YOUR TASK:
Word for word, reproduce all entries below, leaving every picture out.

DATA FOR REVIEW:
§ §

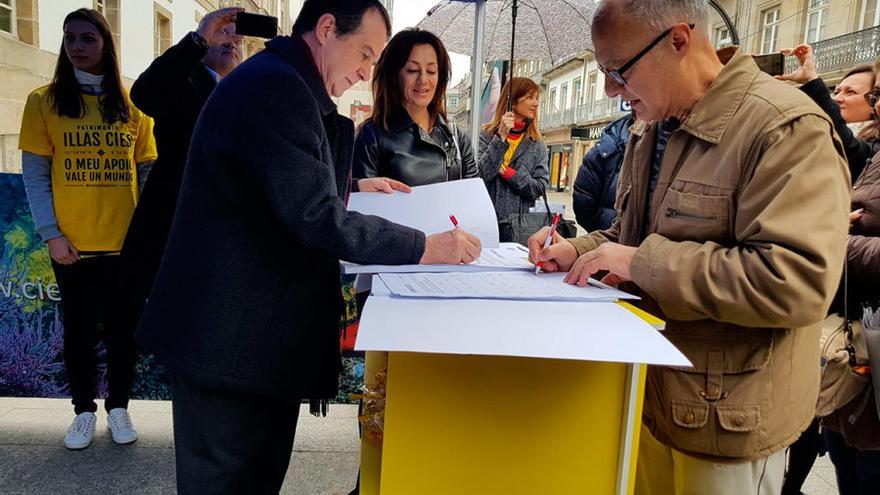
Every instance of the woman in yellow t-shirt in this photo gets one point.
(85, 152)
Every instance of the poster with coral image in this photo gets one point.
(31, 330)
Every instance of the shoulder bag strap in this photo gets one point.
(454, 131)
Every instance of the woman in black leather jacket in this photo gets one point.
(408, 137)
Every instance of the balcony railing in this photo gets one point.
(843, 52)
(583, 114)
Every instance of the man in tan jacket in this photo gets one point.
(733, 202)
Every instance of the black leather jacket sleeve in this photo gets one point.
(466, 148)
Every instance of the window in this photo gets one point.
(161, 31)
(817, 15)
(7, 16)
(722, 37)
(577, 95)
(769, 30)
(869, 14)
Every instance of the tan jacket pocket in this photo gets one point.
(739, 427)
(689, 425)
(687, 216)
(691, 415)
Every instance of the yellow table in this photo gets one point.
(464, 424)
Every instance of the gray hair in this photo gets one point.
(658, 14)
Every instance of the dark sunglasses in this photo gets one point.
(617, 74)
(872, 96)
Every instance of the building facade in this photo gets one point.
(843, 33)
(574, 107)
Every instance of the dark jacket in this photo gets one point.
(863, 247)
(408, 154)
(517, 193)
(248, 297)
(172, 91)
(858, 151)
(595, 187)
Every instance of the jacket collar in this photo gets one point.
(295, 51)
(711, 116)
(400, 120)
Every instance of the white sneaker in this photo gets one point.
(119, 424)
(81, 431)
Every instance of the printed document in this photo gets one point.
(507, 256)
(427, 208)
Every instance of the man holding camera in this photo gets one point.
(173, 91)
(247, 304)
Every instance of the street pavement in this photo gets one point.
(33, 460)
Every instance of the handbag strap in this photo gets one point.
(454, 130)
(546, 203)
(850, 348)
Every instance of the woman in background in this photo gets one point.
(86, 150)
(408, 137)
(513, 157)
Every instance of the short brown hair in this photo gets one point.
(522, 87)
(387, 93)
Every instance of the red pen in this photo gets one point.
(548, 239)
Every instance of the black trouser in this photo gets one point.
(857, 471)
(93, 303)
(801, 457)
(227, 443)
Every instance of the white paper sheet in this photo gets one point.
(427, 208)
(514, 285)
(507, 256)
(552, 330)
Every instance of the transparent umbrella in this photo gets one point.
(540, 30)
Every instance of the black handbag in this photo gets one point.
(518, 227)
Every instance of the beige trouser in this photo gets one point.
(665, 471)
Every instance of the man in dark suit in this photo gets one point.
(246, 308)
(173, 91)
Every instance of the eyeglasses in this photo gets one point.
(872, 96)
(617, 74)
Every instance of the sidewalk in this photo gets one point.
(33, 460)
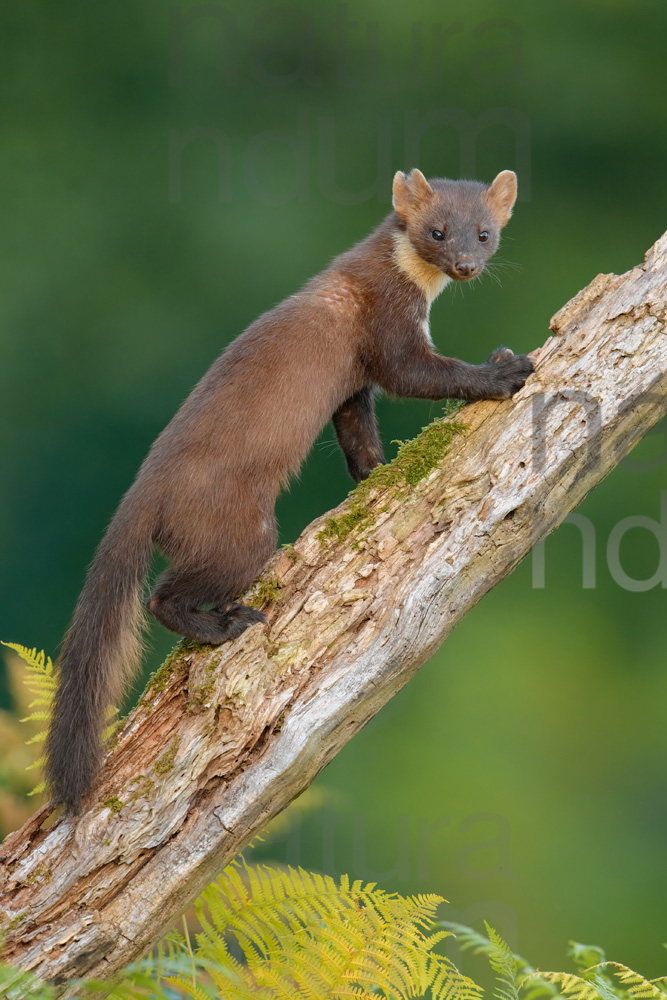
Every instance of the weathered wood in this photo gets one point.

§ §

REPLY TO THE EXERCISE:
Every instance of the woman in yellow t-shirt in this photo gets one point.
(85, 152)
Every instance of the poster with coral image in this photo gets one point.
(31, 330)
Every instance of the shoulder bag strap in this photo gets one point.
(454, 131)
Every instance of the woman in black leather jacket in this photo gets one point.
(408, 137)
Every instance of the balcony railing in this photo gets one point.
(843, 52)
(583, 114)
Every instance of the man in tan jacket in this photo gets one point.
(733, 202)
Every instance of the black leather jacket sleeve in this photo gets one point.
(466, 148)
Every instance of the window in this photo gets one point.
(161, 31)
(817, 15)
(7, 16)
(722, 37)
(577, 95)
(769, 30)
(869, 14)
Every instance of the tan jacket pocket in this photo gets one point.
(739, 427)
(689, 425)
(687, 216)
(691, 415)
Every instance of the yellow table in this photo gets one point.
(464, 424)
Every instance of the gray hair in this photo gets one point.
(658, 14)
Every instance of the dark sunglasses in this photo gets one point.
(617, 74)
(872, 96)
Every instance of the building facade in this photo gets one point.
(843, 33)
(574, 107)
Every instance of the dark jacket in this photo gets one point.
(863, 247)
(408, 154)
(517, 193)
(248, 297)
(172, 91)
(858, 151)
(595, 187)
Every instance of the jacket collar in this photo gets one point.
(295, 51)
(711, 116)
(400, 120)
Every instance of the white sneaker in this photo gets one point.
(119, 424)
(81, 431)
Every instance of the printed document in this photo gets one point.
(507, 256)
(427, 208)
Every instance of the man holding camera in this photo gets one point.
(173, 91)
(247, 304)
Every instance of the street pavement in this photo gets one point.
(33, 460)
Every instance of the handbag strap in this photo gets one point.
(454, 130)
(546, 203)
(850, 348)
Every instance of the woman in background in this photo gets one point.
(86, 150)
(408, 137)
(513, 157)
Every instance of the short brown hair in this photo gets one point.
(522, 87)
(387, 93)
Every instance of the red pen in this photo gets one point.
(548, 239)
Every instance of the black trouser in this photo gets one point.
(857, 471)
(93, 303)
(801, 457)
(227, 443)
Every instance of the white paper sheet in this photo gets one point.
(427, 208)
(514, 285)
(507, 256)
(552, 330)
Every instance of the transparent umbrella in this photo gets one point.
(540, 30)
Every instance of the black handbag in this photo gets one point.
(518, 227)
Every instance of the beige trouser in this photo gets one point.
(665, 471)
Every instance of the man in dark suit in this photo gets one point.
(246, 308)
(173, 91)
Every instance of the eyeglasses in this photo gets one point.
(872, 96)
(617, 74)
Every instance of the sidewalk in this photo gets one point.
(33, 460)
Every instance of the weathered wood in this photo gets one point.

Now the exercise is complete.